*What is being asked*
It is required that all of the data be written out exactly.

*Data supplied*
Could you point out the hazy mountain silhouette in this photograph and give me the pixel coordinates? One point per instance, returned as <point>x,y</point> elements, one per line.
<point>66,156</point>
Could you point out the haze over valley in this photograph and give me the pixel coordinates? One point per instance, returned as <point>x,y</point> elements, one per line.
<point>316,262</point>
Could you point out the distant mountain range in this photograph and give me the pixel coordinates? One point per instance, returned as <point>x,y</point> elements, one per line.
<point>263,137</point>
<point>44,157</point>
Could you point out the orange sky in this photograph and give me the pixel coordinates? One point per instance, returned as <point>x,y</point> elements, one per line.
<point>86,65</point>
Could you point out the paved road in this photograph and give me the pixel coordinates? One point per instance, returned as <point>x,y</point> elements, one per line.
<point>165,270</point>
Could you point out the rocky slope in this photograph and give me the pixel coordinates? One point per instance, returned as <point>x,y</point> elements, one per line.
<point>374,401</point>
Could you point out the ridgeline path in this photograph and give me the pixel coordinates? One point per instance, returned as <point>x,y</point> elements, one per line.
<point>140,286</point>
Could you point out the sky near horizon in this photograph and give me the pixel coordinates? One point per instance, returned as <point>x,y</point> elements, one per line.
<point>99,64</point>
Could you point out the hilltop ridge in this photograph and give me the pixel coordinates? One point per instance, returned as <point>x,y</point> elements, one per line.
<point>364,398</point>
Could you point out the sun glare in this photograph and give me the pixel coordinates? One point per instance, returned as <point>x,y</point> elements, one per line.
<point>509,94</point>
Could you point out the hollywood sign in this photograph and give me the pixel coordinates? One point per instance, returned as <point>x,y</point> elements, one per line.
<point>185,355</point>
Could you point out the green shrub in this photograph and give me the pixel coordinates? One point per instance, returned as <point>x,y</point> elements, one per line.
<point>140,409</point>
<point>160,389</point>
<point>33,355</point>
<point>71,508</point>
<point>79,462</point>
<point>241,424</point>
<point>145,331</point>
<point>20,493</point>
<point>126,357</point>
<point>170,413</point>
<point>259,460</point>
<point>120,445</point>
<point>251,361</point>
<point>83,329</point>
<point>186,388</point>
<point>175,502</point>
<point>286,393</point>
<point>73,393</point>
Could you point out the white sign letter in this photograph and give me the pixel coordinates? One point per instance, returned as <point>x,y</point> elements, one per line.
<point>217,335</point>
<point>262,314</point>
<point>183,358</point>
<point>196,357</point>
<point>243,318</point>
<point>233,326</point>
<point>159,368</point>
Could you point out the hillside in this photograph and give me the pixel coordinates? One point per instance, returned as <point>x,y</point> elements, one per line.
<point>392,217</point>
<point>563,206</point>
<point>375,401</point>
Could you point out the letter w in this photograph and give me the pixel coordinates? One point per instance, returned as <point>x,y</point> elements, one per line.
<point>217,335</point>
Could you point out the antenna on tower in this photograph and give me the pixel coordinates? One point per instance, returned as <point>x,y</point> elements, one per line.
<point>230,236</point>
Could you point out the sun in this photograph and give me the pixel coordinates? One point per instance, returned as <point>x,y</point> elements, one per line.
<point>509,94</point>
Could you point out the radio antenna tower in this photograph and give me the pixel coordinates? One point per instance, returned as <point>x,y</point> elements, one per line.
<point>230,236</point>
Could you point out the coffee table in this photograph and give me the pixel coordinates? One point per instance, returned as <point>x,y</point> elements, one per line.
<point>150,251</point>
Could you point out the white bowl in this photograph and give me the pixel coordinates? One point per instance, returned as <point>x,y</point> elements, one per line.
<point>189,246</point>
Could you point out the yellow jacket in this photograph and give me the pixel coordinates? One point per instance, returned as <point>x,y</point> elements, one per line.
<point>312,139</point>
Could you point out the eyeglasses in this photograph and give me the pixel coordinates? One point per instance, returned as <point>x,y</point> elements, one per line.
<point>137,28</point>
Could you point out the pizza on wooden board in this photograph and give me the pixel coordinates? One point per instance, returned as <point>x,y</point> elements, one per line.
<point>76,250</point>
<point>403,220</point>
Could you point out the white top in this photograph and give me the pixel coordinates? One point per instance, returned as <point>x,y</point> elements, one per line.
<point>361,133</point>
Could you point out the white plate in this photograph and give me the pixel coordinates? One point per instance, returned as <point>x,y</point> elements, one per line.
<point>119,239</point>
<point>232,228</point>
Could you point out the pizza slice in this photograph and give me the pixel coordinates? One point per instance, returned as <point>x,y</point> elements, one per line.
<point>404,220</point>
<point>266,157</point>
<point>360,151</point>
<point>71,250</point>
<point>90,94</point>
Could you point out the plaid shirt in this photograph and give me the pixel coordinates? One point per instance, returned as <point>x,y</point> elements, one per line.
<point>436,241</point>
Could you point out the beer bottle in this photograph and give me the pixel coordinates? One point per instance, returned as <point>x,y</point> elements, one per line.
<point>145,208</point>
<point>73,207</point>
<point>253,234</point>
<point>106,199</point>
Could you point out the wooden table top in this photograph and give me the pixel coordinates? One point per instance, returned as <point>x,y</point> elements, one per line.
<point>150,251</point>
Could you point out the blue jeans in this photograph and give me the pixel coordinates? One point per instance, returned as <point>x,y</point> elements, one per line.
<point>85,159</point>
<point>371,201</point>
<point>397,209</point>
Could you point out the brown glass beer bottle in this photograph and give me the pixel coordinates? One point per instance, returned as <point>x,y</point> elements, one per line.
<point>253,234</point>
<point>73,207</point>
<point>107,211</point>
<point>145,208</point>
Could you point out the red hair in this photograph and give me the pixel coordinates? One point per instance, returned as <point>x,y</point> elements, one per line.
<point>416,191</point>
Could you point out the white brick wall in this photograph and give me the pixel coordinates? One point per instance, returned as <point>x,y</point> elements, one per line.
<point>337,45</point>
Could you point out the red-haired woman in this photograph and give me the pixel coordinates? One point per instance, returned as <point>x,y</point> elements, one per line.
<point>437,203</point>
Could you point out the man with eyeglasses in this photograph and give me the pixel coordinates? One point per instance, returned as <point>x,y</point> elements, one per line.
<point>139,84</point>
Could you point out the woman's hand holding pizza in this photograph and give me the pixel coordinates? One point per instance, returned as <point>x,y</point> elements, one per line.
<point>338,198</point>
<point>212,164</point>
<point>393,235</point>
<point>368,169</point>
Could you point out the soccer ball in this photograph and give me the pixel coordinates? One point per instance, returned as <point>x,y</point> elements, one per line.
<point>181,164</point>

*Right answer*
Could you point out the hazy mountain silhouette in this photograph and give me the pixel coordinates? One point per instance, returned as <point>x,y</point> elements, one per line.
<point>66,156</point>
Could you point out the haze over valley in this photograph and give me the pixel coordinates? One point per instance, returned as <point>x,y</point> elements, one per line.
<point>316,262</point>
Could you point out the distant mountain range in this photograph and give me the pixel coordinates? One point per instance, returned as <point>x,y</point> elements, one per line.
<point>263,137</point>
<point>44,157</point>
Could you point out the orange sky in this photograph and give me the pixel coordinates? One point per instance, returned as <point>x,y</point> elements, one per line.
<point>86,65</point>
Could you point out the paved road in this photograph and give me the pixel coordinates? One point per instance, returned as <point>x,y</point> elements, one per line.
<point>165,270</point>
Could you point out the rocky slope in this photograph and give me the pixel coordinates? One point per instance, returned as <point>x,y</point> elements, one per line.
<point>374,401</point>
Could you point out the ridgeline path in this photograph and give me the pixel coordinates? One point per instance, returned as <point>x,y</point> elements, one per line.
<point>140,286</point>
Could you point out the sky near horizon in this photograph and give me the pixel coordinates? One point per instance, returned as <point>x,y</point> elements, one per line.
<point>99,64</point>
Could you point out the hilltop ridge in this photograph and give me the pixel coordinates? One point per instance, returned as <point>x,y</point> elements, one per line.
<point>364,398</point>
Could you point out the sun glare in this photograph and give me the pixel coordinates? One point per instance, returned as <point>x,y</point> elements, one per line.
<point>509,94</point>
Could you point out the hollywood sign in this photograph and give me the pixel coordinates? One point per instance, returned as <point>x,y</point> elements, one per line.
<point>185,355</point>
Could you point out the green shrub in this photograph and give me the pixel coordinates? One point per instance, returned as <point>x,y</point> elements, one per line.
<point>140,409</point>
<point>160,389</point>
<point>33,355</point>
<point>71,508</point>
<point>79,462</point>
<point>241,424</point>
<point>145,331</point>
<point>20,493</point>
<point>126,357</point>
<point>170,413</point>
<point>259,460</point>
<point>120,445</point>
<point>251,361</point>
<point>83,329</point>
<point>186,388</point>
<point>175,502</point>
<point>286,393</point>
<point>73,393</point>
Could you point out the white sign letter in this photograph and give me the pixel coordinates? One point per instance, returned as <point>x,y</point> elements, one per line.
<point>217,335</point>
<point>262,314</point>
<point>183,358</point>
<point>196,357</point>
<point>243,318</point>
<point>233,326</point>
<point>159,368</point>
Could you point out the hillside in this photograph and give me the pixel coordinates? One point per instance, returned as <point>x,y</point> elements, one per line.
<point>392,217</point>
<point>563,206</point>
<point>375,401</point>
Could you point out the letter w in this photograph and give me the pixel coordinates? One point per instance, returned as <point>x,y</point> elements, one per line.
<point>217,335</point>
Could you point out the antenna on tower in this photograph and give me the pixel coordinates? One point per instance, returned as <point>x,y</point> elements, one per line.
<point>230,236</point>
Could you point out the sun in this photograph and give me the pixel coordinates? One point per instance, returned as <point>x,y</point> elements, one per line.
<point>509,94</point>
Could you point out the radio antenna tower in this photograph and give me the pixel coordinates? One point per instance, returned as <point>x,y</point> elements, one per line.
<point>230,236</point>
Could you point out the coffee table in this photograph and give me the pixel coordinates? One point per instance, returned as <point>x,y</point> elements, one per line.
<point>150,251</point>
Could you point out the white bowl in this photograph and give me the pixel coordinates? One point per instance, returned as <point>x,y</point> elements, one per line.
<point>189,246</point>
Could you point out the yellow jacket in this photograph and give me the pixel coordinates? One point per instance, returned as <point>x,y</point> elements, one per line.
<point>312,139</point>
Could you point out the eyeglasses in this photograph and give me the pixel coordinates? One point per instance, returned as <point>x,y</point> elements, one per line.
<point>137,28</point>
Could you point out the pizza on wooden board in this photograph and give me the pixel coordinates? One point per instance, returned as <point>x,y</point> elements, one per line.
<point>76,250</point>
<point>403,220</point>
Could you point out the white top in this photograph and give me the pixel coordinates? One point per instance, returned as <point>x,y</point> elements, one per line.
<point>361,133</point>
Could you point out the white plate in this photograph and give me the pixel coordinates? One point per instance, returned as <point>x,y</point> elements, one per line.
<point>119,239</point>
<point>232,228</point>
Could you point out the pizza slice in this photograph and give me the pixel coordinates? One point per instance, returned as <point>x,y</point> elements, one per line.
<point>404,220</point>
<point>266,157</point>
<point>360,151</point>
<point>71,250</point>
<point>90,94</point>
Could you point out the plaid shirt in this photograph and give me the pixel coordinates? One point per instance, returned as <point>x,y</point> elements, one per line.
<point>436,241</point>
Could you point out the beer bottle in this photograph and give me the pixel coordinates? One point per instance, returned as <point>x,y</point> elements, one per line.
<point>145,208</point>
<point>73,207</point>
<point>253,234</point>
<point>106,199</point>
Could you point out the wooden table top in this photograph and give me the pixel coordinates? One point per instance, returned as <point>x,y</point> elements, one per line.
<point>150,251</point>
Could you point out the blue jeans in this photograph and give me the pixel coordinates? One point per instance, returned as <point>x,y</point> elements, one per line.
<point>85,159</point>
<point>371,201</point>
<point>397,209</point>
Could you point out the brown glass beer bottle in this photograph and give me the pixel coordinates? One point per instance, returned as <point>x,y</point> elements, one per line.
<point>253,234</point>
<point>73,207</point>
<point>107,211</point>
<point>145,208</point>
Could you point out the red hair in this photograph and give me the pixel coordinates? One point per instance, returned as <point>x,y</point> elements, one per line.
<point>416,191</point>
Could you point out the white brick wall in this photograph and give me the pixel coordinates? One point per instance, returned as <point>x,y</point> elements, one per line.
<point>337,45</point>
Could you point out the red-haired woman in this photograph and give me the pixel coordinates? One point per instance, returned as <point>x,y</point> elements, one per line.
<point>437,203</point>
Could you point out the man with eyeglasses in this photograph and give me the pixel coordinates? One point per instance, returned as <point>x,y</point> elements, one per line.
<point>139,84</point>
Could you point out the woman's hand holding pizza in this photograph and give me the pixel coordinates? One point per instance, returned as <point>x,y</point> elements, one per line.
<point>338,198</point>
<point>212,164</point>
<point>393,235</point>
<point>368,169</point>
Could you point out the soccer ball in this photograph and give me the pixel coordinates? One point per instance, returned as <point>x,y</point> elements, one per line.
<point>181,164</point>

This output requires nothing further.